* _DOCUMENT EXTRACT_
********

Not so visible are the impacts being suffered in long-term environmental monitoring, work on visitor management plans and environmental impact statements, and even potential setbacks to the hiring of next summer's seasonal rangers.

"It just sounds like, to be honest, the partial shutdown was well-intentioned, but it’s not working very well and it's impacting the parks,” Frank Dean, president and CEO of the Yosemite Conservancy, said during a call Thursday. "It was simpler before when it was all closed, so I don’t know if this experiment makes a lot of sense, particularly as it gets protracted.”

Since the National Park Service was told to keep as many units of the National Park System open as possible, but only with essential personnel, many have struggled with skeleton contingents of law enforcement rangers. With no maintenance crews to collect trash or maintain restrooms, and no budget to pay for outside help, many parks have been blighted by litter and human waste. There have been reports of illegal off-road travel, metal detecting on battlefields in the park system, and damage to resources. Dean told of a visitor to Yosemite who hiked the Vernal Fall Trail with his dog, something that's illegal. Then there were families who brought their kids with their sleds into the park, pulled onto the side of snow-covered roads, and let the kids sled down the road.

Those issues are just the most visible impacts to the parks. What isn't seen by the general public could be more damaging. While the messes being left behind can be cleaned up, long-range planning is being delayed and scientific research is being pelted with information gaps.

********

* _STORED RECORDS_
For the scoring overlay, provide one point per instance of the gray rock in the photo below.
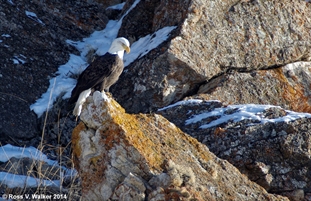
(272, 147)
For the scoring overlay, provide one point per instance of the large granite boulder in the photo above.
(120, 156)
(270, 145)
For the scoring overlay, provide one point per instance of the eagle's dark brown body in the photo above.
(103, 72)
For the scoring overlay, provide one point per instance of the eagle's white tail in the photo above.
(82, 97)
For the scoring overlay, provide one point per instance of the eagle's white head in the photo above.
(118, 46)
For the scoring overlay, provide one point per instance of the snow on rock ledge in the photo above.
(267, 143)
(145, 157)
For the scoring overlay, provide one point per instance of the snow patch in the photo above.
(242, 112)
(13, 181)
(179, 103)
(144, 45)
(99, 41)
(116, 7)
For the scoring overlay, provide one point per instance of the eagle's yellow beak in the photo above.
(126, 48)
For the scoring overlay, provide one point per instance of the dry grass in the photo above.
(69, 187)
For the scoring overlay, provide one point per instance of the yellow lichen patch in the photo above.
(123, 126)
(294, 95)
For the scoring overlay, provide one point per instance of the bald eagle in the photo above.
(103, 72)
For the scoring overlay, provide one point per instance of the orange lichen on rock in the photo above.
(119, 156)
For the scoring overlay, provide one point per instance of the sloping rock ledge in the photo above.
(145, 157)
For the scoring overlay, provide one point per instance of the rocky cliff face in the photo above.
(237, 52)
(145, 157)
(211, 39)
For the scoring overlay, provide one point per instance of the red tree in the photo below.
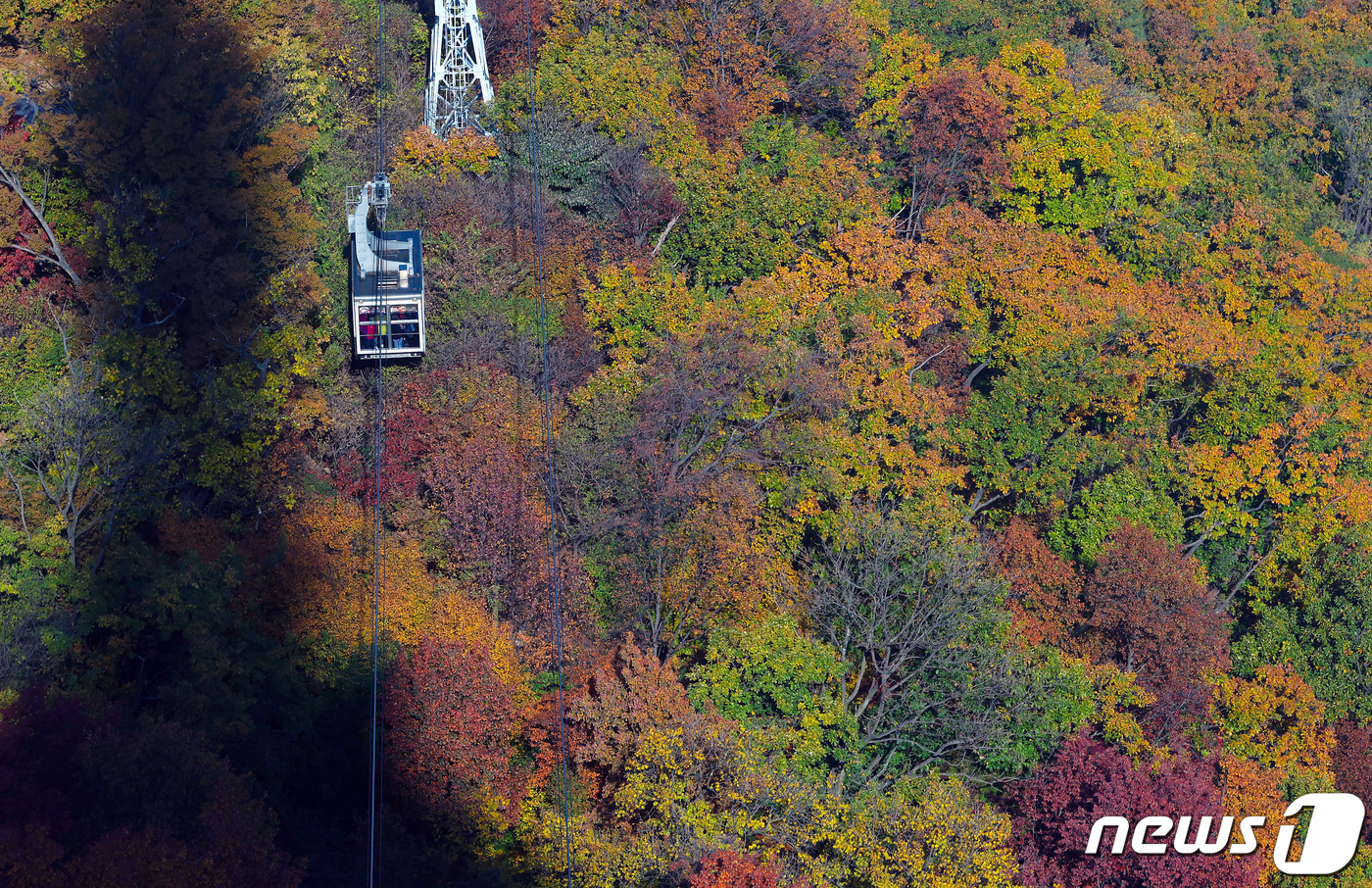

********

* _EXERCISES_
[A] Quote the entries from the line containing "grass in the photo above." through the end of the entries, leaving out the pictures.
[B] Continue the article about the government shutdown's effects on national parks, starting right after its final sentence.

* _EXPECTED RESPONSES_
[A]
For the scoring overlay, provide one point per instance of the dry grass in the photo above.
(69, 187)
For the scoring overlay, provide one point per instance of the yellow lichen patch in the photo above.
(123, 126)
(294, 95)
For the scoring overlay, provide one point per instance of the bald eagle in the photo above.
(103, 72)
For the scoring overlay, provide one point per instance of the orange lichen on rock in the photo above.
(119, 156)
For the scoring overlay, provide one point per instance of the sloping rock ledge in the photo above.
(145, 157)
For the scoring overlay, provide one point per instance of the rocky cliff face in the photo above.
(237, 52)
(145, 157)
(211, 39)
For the scoring overlay, provide one point per instance of the red tree in the photo below.

[B]
"It all just grinds to a halt," former Park Service Director Jon Jarvis said Thursday when asked about all the planning work that is done year-round throughout the system. "I think there are a number of things that are not very obvious to the general public, like the trash and toilets (are), that are pretty consequential when you have a shutdown. I’ve been talking to some of my former colleagues about things like the long-term inventory monitoring sites that are incredibly important to understanding ecosystems, and particularly climate change. These things require regular data collection, and if you interrupt that data collection with a blank, you basically bifurcate that data set into two datasets or more, and undermine its scientific relevancy and credibility.

"... And, of course, some of them are extraordinarily important to happen at a particular moment, if you’re trying to capture plant phenology or migration of a species, or whatever," he added. "Seasonality change in water temperature, where you want to get that data point at the same time every time every year. And we’re basically missing that at the moment." 

Entrance traffic jam at Arches National Park/NPS

Halting work on plans for managing crowds at Arches and other national parks could impact the summer travel season/NPS

Planning work in parks such as Acadia, Arches, and Zion on how best to manage visitor traffic also has been stalled by the shutdown, 

"Indeed, important planning, monitoring, research, and maintenance will be short-changed by having these vital NPS staffers on the sidelines for any period of time," said Friends of Acadia President and CEO David MacDonald. "As you know, FOA is extremely concerned about issues like climate change, rapidly-growing visitation, and deferred maintenance backlog, and the park’s ability to meet these challenges will be hampered by the shutdown."

Unlike parks such as Yosemite, Big Bend, Grand Canyon, Great Smoky Mountains, and Rocky Mountain, winter is definitely the slow season at Acadia. Still, the locals in the surrounding towns love the winter months and enjoy snowy days in the park.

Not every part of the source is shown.